Your task is to extract every line from the material below exactly.

## BEGIN

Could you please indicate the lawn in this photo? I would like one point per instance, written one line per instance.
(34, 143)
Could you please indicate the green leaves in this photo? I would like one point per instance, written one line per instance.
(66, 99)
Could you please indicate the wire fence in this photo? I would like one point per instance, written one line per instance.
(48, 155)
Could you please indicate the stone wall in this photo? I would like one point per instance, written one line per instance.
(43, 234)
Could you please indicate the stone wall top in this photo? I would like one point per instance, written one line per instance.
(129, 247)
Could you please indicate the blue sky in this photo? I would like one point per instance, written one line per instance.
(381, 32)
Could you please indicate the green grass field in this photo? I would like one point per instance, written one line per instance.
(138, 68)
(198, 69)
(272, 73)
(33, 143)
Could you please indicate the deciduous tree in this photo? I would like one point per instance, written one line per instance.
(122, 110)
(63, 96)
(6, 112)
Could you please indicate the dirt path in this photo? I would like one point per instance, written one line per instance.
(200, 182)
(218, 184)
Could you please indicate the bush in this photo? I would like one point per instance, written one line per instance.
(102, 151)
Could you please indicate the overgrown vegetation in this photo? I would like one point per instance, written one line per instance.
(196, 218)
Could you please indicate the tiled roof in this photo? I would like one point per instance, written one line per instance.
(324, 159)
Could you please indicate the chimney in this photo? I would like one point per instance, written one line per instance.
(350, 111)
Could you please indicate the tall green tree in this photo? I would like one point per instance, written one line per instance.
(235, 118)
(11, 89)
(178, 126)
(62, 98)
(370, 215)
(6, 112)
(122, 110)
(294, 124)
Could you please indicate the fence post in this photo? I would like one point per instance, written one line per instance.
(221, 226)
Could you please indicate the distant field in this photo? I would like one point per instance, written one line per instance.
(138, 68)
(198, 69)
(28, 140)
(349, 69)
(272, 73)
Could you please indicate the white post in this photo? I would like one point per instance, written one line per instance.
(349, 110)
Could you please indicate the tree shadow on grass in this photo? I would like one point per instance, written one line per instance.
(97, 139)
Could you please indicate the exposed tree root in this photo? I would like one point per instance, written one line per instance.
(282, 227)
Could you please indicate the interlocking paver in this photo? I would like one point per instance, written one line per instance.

## END

▶ Exercise output:
Could you please indicate the lawn in this photo? I would like one point per instance, written one line per instance.
(34, 143)
Could you please indicate the green leaves in this photo? I would like one point per instance, written one line per instance.
(66, 99)
Could you please indicate the wire fence in this photo? I would like one point per instance, written one line per instance.
(48, 155)
Could you please indicate the stone wall in this photo? I would like one point per instance, written one line per instance.
(43, 234)
Could you please indicate the stone wall top in this photo? I would like one point per instance, written one line per instance.
(129, 247)
Could you please indicate the blue sky in this photo? I would like one point per instance, written one line per instance.
(381, 32)
Could you please indicate the green grass field in this photo? I would like one point per instance, written one line per instance.
(138, 68)
(198, 69)
(272, 73)
(33, 143)
Could you please indicate the deciduous tree in this photo? I would like one point per instance, written one line per instance.
(122, 110)
(63, 96)
(6, 112)
Could you please indicate the dirt path in this photo? I would like one point per instance, written one line per instance.
(200, 182)
(218, 184)
Could you please indicate the bush in this photo? I would like one point per instance, written one line per instance.
(102, 151)
Could you please indicate the overgrown vegetation in this photo? I would like one point per instance, written one line per instance.
(196, 218)
Could you please indicate the tiled roof in this photo? I would like one point per instance, written one line per instance.
(324, 159)
Could you please indicate the chimney in this photo? I would like one point per instance, written one line per instance.
(350, 111)
Could you please indicate the tall green tree in this photo? I would like one point per instance, written one line per instance.
(235, 118)
(11, 89)
(178, 126)
(62, 98)
(370, 215)
(6, 112)
(122, 110)
(294, 124)
Could you please indicate the fence post in this photo? I would like one point per instance, written one line per instance.
(221, 226)
Could you please indicate the distant field in this photo? I would like one point per instance, written one line per instance.
(138, 68)
(198, 69)
(28, 140)
(349, 69)
(272, 73)
Could you please indicate the white post in this photo? I would like one point per instance, written one line per instance.
(349, 110)
Could you please indicate the tree shadow on grass in this photo? I would like one point per instance, written one line per instance.
(97, 139)
Could you please indicate the exposed tree root in this photo? I would like one point per instance, written one line per instance.
(282, 227)
Could you please indicate the interlocking paver in this photo? I would like one point per instance, written one line per instance.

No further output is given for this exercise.